TEXT PASSAGE
★ ★ ★ ★

Question

The equation of a line passing through $(3, -1, 2)$ and perpendicular to the lines $\bar{r} = (\hat{i} + \hat{j} - \hat{k}) + \lambda (2\hat{i} - 2\hat{j} + \hat{k})$ and $\bar{r} = (2\hat{i} + \hat{j} - 3\hat{k}) + \mu (\hat{i} - 2\hat{j} + 2\hat{k})$ is

• A. $\frac{x - 3}{2} = \frac{y + 1}{3} = \frac{z - 2}{2}$
• B. $\frac{x - 3}{3} = \frac{y + 1}{2} = \frac{z - 2}{2}$
• C. $\frac{x + 3}{2} = \frac{y + 1}{3} = \frac{z - 2}{2}$
• D. $\frac{x - 3}{2} = \frac{y + 1}{2} = \frac{z - 2}{3}$

Hint:

Check the point coordinates first! A line passing through $(3, -1, 2)$ must have a numerator sequence of $(x-3)$, $(y+1)$, and $(z-2)$. This instantly eliminates option (C).

★ ★ ★ ★

STORED DATA

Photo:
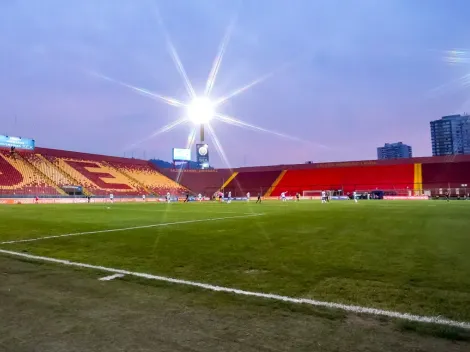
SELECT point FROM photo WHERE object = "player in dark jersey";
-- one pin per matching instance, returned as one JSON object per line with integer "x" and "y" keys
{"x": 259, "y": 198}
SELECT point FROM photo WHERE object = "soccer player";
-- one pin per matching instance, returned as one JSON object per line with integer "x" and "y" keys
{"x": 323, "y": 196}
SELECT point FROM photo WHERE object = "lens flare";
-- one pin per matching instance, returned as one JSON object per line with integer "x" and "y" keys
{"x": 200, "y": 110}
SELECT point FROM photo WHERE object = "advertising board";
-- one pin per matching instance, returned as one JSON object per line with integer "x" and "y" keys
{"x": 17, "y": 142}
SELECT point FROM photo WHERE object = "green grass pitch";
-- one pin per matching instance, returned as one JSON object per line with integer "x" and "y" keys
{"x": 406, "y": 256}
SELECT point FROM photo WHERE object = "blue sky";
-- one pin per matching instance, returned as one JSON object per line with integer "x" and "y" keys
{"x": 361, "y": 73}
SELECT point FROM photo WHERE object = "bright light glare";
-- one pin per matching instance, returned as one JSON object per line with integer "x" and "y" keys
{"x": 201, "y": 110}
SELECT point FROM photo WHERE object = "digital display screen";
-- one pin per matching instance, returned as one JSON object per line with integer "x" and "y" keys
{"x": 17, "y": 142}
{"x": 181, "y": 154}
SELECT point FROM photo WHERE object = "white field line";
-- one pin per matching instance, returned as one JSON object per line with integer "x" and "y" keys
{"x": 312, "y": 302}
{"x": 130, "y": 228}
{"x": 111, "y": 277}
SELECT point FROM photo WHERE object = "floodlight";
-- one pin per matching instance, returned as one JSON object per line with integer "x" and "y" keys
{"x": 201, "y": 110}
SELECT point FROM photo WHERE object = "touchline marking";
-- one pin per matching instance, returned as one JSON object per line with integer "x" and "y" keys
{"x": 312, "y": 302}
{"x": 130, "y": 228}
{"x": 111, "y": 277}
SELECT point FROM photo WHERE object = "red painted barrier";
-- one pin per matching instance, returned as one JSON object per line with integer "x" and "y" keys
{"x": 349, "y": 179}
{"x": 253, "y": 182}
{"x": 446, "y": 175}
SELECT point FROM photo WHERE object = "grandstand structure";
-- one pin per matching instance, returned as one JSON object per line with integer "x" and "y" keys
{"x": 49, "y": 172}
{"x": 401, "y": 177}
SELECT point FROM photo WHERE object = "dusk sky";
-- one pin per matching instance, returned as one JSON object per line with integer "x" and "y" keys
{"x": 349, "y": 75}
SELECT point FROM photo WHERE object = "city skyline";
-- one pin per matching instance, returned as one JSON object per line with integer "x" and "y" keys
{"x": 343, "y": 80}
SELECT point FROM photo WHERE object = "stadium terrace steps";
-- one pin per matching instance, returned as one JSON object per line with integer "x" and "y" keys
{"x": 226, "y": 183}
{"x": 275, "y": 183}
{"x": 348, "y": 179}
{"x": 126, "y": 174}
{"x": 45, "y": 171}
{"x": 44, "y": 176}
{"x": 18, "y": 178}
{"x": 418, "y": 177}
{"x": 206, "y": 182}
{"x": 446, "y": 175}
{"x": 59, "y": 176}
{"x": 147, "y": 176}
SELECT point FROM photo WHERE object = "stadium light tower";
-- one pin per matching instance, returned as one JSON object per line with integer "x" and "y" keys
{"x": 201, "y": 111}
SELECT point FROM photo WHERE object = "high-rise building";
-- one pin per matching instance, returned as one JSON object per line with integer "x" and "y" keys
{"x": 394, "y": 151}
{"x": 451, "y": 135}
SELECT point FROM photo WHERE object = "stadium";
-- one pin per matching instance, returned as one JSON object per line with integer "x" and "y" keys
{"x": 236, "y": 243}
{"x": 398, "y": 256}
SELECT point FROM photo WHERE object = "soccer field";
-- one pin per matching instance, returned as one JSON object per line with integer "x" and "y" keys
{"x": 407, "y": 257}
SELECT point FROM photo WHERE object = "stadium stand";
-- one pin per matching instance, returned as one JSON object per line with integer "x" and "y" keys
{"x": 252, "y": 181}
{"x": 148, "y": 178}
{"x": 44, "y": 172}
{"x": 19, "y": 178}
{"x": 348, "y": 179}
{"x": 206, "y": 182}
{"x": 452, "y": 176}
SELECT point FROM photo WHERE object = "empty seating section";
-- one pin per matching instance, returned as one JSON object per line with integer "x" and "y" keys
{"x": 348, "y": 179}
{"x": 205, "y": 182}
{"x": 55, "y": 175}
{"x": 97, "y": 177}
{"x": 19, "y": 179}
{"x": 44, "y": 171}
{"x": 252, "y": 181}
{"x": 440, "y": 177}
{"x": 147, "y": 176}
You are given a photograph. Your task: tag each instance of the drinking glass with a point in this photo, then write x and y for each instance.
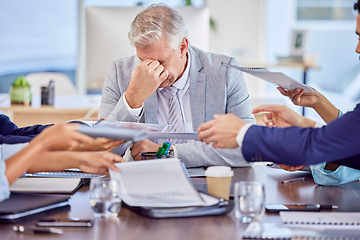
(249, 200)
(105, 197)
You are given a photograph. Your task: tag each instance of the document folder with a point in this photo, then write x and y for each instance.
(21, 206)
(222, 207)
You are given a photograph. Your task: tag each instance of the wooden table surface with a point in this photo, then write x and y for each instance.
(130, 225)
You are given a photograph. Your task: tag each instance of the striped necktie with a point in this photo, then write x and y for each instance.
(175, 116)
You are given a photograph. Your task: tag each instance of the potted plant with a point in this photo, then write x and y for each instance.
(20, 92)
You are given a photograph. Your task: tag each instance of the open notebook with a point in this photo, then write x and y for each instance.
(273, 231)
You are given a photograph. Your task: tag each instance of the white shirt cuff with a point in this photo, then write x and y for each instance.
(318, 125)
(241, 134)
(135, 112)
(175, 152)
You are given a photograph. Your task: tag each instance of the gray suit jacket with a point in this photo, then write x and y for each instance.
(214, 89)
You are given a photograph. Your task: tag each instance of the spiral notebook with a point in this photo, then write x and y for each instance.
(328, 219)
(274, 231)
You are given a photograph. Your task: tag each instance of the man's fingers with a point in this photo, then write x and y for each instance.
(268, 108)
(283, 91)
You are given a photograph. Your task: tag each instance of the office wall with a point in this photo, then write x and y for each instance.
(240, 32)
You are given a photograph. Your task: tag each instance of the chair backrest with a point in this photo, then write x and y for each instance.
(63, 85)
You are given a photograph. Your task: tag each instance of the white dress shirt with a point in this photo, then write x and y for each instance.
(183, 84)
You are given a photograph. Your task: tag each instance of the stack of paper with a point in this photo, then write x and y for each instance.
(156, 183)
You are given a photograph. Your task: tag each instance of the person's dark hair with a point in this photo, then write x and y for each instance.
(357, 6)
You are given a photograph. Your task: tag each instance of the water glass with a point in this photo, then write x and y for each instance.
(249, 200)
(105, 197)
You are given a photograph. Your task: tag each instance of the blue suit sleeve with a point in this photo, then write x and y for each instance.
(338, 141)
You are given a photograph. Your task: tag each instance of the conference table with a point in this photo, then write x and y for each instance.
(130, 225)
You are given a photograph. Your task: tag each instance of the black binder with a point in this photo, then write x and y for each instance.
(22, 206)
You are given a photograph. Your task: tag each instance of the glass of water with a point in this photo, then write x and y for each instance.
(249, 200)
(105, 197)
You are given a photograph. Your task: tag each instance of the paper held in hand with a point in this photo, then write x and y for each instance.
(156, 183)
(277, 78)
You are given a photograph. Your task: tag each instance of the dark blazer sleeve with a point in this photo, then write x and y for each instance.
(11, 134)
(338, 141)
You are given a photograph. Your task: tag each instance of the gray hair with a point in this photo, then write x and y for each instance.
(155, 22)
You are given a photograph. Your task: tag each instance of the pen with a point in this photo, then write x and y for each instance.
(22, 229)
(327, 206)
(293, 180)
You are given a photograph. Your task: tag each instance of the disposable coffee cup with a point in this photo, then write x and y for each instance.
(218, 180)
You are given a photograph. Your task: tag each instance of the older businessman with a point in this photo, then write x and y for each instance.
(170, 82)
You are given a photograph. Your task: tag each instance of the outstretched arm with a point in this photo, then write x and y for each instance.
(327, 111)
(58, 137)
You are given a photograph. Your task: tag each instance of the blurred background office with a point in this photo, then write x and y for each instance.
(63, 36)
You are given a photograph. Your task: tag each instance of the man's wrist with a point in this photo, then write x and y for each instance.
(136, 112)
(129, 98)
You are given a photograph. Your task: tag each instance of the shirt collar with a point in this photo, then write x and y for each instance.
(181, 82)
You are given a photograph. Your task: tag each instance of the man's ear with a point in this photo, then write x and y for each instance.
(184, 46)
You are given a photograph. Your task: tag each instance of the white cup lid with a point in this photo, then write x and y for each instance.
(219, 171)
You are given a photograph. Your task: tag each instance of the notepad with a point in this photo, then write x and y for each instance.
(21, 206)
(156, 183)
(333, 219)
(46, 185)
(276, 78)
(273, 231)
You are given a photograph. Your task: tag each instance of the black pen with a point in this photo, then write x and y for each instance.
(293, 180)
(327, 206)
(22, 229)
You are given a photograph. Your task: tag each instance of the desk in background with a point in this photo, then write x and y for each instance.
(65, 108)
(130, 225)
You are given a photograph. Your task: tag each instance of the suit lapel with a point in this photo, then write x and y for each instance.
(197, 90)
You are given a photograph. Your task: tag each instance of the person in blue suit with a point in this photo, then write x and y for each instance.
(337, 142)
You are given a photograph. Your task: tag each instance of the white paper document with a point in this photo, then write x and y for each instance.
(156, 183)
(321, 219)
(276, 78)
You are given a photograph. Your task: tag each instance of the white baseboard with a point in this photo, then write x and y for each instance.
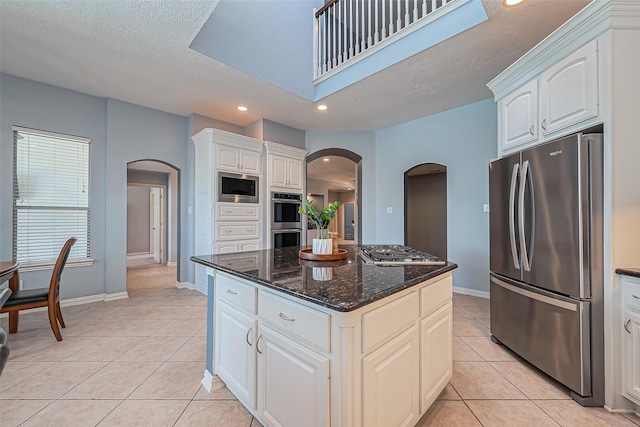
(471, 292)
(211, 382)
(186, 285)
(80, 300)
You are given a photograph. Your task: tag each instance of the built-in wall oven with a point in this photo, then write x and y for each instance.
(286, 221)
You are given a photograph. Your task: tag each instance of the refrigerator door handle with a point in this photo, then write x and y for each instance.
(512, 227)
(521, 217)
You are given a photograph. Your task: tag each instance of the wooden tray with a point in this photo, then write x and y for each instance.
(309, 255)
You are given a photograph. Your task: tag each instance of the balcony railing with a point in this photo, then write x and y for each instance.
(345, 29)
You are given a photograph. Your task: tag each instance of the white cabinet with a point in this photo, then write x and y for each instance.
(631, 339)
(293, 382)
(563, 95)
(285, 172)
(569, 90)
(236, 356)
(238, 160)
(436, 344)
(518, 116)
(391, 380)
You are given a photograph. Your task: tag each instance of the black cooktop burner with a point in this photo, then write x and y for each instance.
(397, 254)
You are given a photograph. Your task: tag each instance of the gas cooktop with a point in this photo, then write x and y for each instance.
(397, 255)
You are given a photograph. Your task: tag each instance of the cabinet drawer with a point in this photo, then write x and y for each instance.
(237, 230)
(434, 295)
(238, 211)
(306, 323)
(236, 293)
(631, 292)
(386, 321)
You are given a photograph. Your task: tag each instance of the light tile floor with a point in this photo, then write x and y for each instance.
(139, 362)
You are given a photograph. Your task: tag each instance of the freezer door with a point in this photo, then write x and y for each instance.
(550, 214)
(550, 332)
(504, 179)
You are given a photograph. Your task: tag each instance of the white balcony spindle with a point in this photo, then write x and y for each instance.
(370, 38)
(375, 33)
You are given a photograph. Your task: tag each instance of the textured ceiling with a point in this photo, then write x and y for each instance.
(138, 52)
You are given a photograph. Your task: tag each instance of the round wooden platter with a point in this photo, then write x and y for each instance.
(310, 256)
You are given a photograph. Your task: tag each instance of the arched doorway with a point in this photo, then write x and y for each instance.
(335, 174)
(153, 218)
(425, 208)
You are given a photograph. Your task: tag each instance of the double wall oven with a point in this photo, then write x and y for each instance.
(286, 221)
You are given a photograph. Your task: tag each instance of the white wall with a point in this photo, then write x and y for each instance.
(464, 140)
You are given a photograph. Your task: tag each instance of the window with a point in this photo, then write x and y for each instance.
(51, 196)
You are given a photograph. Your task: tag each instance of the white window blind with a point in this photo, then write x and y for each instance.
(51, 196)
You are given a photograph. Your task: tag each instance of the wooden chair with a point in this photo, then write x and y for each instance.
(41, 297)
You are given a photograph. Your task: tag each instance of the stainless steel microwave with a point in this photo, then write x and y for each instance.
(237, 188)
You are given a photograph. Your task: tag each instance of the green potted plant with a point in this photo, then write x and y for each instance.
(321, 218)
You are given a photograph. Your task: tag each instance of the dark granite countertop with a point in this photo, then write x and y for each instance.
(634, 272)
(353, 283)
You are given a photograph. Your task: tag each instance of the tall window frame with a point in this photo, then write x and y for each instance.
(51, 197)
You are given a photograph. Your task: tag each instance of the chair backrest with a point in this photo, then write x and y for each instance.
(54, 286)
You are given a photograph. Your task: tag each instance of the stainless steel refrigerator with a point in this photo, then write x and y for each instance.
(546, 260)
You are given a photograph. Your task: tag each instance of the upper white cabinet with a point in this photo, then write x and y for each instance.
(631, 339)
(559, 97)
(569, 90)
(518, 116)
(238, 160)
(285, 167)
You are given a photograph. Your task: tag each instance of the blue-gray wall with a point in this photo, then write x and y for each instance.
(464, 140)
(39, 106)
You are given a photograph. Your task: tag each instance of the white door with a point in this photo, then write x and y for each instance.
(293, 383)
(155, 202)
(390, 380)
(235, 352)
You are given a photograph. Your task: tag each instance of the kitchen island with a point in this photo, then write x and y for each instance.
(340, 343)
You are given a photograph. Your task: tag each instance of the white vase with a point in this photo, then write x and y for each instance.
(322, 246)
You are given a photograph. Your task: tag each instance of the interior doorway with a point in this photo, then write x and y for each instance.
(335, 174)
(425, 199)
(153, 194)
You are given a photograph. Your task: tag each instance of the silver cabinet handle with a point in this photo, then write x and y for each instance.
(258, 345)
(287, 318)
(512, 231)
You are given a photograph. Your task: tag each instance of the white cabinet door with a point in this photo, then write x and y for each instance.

★ ★ ★ ★

PROBLEMS TO SOLVE
a: How many lines of the records contain the word "cooktop"? Reply with the number alone.
b: Can you pick up the line-perpendicular-to-two-lines problem after its last sentence and keep writing?

RESULTS
a: 2

b:
Answer 1

The Correct Option is A

Step 1: Understand the goal.
We want a line through $(3, -1, 2)$ that is perpendicular to both given lines.
Step 2: Read the two directions.
From the vector equations, the directions are $\bar{b}_1 = (2, -2, 1)$ and $\bar{b}_2 = (1, -2, 2)$.
Step 3: Get the new direction.
A line perpendicular to both has direction equal to the cross product $\bar{b}_1 \times \bar{b}_2$.
Step 4: Compute the cross product.
\[ \bar{b}_1 \times \bar{b}_2 = \begin{vmatrix} \hat{i} & \hat{j} & \hat{k} \\ 2 & -2 & 1 \\ 1 & -2 & 2 \end{vmatrix} = \hat{i}(-4+2) - \hat{j}(4-1) + \hat{k}(-4+2) \] \[ = -2\hat{i} - 3\hat{j} - 2\hat{k} \]
Step 5: Simplify the direction.
Multiply by $-1$: direction ratios $(2, 3, 2)$.
Step 6: Write the line.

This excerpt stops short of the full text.